The idea that you could cheaply and affordably replay lectures with video, demonstrate concepts visually, show foreign lands and peoples, all with low cost of production was captivating to many.

Computers were initially seen by educators as a path to interactive TV. Making it easy to find video info, and to index it, even rotate images (repair videos and part assemble for example).

Point is, TV was seen a more than entertainment, it was a tool that could be employed to teach. Computers more so.

Then the Internet came, and it was at first mostly educational, intellectual. Sort of the inverse of what it is now.

Once everything exploded, it became entertainment primarily. Sort of like TV. The educational aspect is there, but muted.

1 comments

Obtaining information from potentially interactive websites is better in every way than via TV. It’s obsolete technology.

Therefore, the BBC needs to transition to a website that happens to send signals out via TV for legacy users, but primarily, it’s competing with TikTok/Youtube/Khan Academy/Instagram/Whatsapp/Reddit/Disney/Comcast/Netflix/Sony/WarnerBros Discovery/etc. They all compete with each other, globally.

BBC sells minutes of entertainment/education/etc, and there are a fixed number of minutes in a day.

I think yes, but no. By this I mean, never compete directly with something that you cannot defeat. The BBC will never be Youtube, TikTok and the like. Just imaging what degree of state censorship will be required. Imagine all the content that will not be acceptable for a BBC Youtube like channel.

So any open platform will almost surely be a no-win for them. (I don't see a lot of content yet from youtube, and none from tiktok which isn't submitted by endusers... even if they're streamers)

The BBC can compete with some of the rest. But if you look at the studios you list, those all make longer, non-user submitted content. The BBC surely can compete here. And it has in the past.

There's no reason it can't stream, as you say.

Note that my prior post was all about "the way it was" and why we're here now. Why traditional broadcasters from the 70s through to the early 2000s behaved as they did. What they were thinking during those times.

But outside of that, websites aren't better at some things. If they were, then we wouldn't be watching full screen video. There's something to be said for curated, created, static content in episodic format.

Maybe you meant 'streaming' instead of 'websites' too?

## Given data
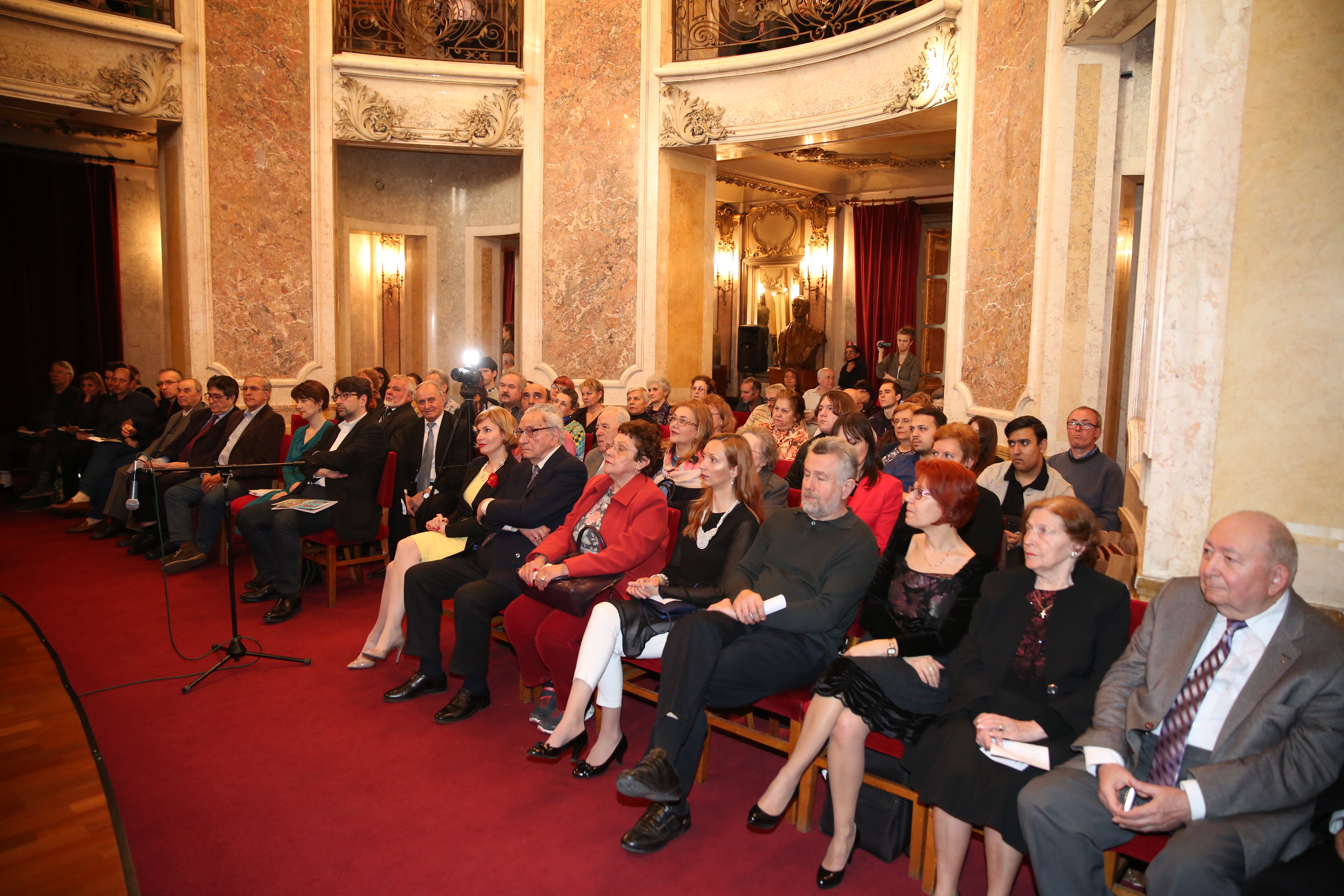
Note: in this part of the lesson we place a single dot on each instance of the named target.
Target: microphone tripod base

## Stated goal
Reproduce verbatim the passage of the BBC discussion, starting with "I think yes, but" and going on through "in the past.".

## Correct result
I think yes, but no. By this I mean, never compete directly with something that you cannot defeat. The BBC will never be Youtube, TikTok and the like. Just imaging what degree of state censorship will be required. Imagine all the content that will not be acceptable for a BBC Youtube like channel.

So any open platform will almost surely be a no-win for them. (I don't see a lot of content yet from youtube, and none from tiktok which isn't submitted by endusers... even if they're streamers)

The BBC can compete with some of the rest. But if you look at the studios you list, those all make longer, non-user submitted content. The BBC surely can compete here. And it has in the past.